• **PROBLEM**: Your answer should be each line of the entries that contains the word "bridge", copied in full.

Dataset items
»»

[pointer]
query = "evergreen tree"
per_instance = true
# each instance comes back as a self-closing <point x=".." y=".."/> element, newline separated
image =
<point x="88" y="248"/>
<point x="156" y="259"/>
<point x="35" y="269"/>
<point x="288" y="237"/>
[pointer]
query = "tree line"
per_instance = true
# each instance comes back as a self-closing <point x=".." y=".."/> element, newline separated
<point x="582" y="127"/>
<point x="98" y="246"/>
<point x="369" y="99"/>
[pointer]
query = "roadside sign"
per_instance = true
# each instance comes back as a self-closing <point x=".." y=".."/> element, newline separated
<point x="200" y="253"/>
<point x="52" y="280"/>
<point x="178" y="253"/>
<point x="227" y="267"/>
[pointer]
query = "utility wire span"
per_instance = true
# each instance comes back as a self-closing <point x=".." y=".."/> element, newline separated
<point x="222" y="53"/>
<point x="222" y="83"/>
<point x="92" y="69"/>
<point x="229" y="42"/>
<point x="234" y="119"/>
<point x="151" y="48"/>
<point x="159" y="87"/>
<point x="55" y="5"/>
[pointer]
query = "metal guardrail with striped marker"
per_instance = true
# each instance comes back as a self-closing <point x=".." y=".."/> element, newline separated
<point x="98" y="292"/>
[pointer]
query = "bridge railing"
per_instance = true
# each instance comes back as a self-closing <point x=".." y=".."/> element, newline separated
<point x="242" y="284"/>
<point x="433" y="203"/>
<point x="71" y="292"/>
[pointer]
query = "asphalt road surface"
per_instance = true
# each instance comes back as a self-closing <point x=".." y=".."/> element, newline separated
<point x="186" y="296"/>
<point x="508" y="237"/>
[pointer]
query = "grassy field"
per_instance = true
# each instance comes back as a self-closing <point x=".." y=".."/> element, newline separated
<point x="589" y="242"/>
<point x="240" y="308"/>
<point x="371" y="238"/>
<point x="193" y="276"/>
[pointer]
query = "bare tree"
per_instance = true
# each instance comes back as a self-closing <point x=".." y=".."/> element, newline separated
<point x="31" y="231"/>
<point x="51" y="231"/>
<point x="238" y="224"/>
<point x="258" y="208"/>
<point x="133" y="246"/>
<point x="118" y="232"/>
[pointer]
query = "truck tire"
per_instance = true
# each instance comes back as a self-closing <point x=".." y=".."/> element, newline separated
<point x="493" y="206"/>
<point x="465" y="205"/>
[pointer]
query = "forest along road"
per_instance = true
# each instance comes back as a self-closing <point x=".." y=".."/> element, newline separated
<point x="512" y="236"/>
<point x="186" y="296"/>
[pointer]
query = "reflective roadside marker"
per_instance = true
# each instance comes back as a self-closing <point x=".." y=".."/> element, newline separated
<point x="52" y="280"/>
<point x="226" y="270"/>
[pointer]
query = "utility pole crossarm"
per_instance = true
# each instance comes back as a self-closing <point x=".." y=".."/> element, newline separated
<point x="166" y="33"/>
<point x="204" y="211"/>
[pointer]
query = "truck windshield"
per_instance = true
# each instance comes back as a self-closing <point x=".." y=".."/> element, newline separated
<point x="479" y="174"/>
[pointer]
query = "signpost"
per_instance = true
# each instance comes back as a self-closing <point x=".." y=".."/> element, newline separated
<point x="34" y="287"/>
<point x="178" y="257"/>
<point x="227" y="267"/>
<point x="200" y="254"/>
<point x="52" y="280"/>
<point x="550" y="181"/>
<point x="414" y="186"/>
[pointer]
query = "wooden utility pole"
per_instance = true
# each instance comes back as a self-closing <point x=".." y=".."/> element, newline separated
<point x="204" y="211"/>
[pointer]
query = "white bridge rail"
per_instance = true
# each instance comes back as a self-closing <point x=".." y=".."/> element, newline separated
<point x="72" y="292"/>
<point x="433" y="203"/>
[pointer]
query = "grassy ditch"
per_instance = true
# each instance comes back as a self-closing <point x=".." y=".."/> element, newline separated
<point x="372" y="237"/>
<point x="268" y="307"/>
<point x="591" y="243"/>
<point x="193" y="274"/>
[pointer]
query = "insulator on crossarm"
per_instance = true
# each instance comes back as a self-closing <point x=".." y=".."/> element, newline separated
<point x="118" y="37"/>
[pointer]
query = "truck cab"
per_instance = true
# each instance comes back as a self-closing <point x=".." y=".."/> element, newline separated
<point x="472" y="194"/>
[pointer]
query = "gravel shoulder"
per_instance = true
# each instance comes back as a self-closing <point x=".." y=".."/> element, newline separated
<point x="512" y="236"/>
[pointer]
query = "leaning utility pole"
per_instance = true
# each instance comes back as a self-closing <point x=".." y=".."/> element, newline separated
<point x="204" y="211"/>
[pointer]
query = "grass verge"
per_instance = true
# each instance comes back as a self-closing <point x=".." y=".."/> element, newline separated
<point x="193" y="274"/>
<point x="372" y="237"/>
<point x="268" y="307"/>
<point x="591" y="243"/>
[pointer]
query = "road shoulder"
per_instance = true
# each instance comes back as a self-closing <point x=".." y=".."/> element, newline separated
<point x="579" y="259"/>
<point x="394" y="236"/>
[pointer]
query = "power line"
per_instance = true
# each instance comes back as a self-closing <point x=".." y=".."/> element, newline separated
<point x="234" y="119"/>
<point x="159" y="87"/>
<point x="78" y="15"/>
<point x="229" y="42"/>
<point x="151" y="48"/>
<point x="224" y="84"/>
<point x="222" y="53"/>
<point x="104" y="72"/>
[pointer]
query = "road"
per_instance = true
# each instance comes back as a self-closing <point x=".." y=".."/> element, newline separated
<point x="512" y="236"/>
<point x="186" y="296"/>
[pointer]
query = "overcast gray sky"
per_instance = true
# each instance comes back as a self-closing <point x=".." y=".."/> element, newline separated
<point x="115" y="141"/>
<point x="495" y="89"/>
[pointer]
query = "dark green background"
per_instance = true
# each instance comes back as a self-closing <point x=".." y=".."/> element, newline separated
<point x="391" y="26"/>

««

• **EXERCISE RESULT**:
query = "bridge railing"
query = "white bridge rail"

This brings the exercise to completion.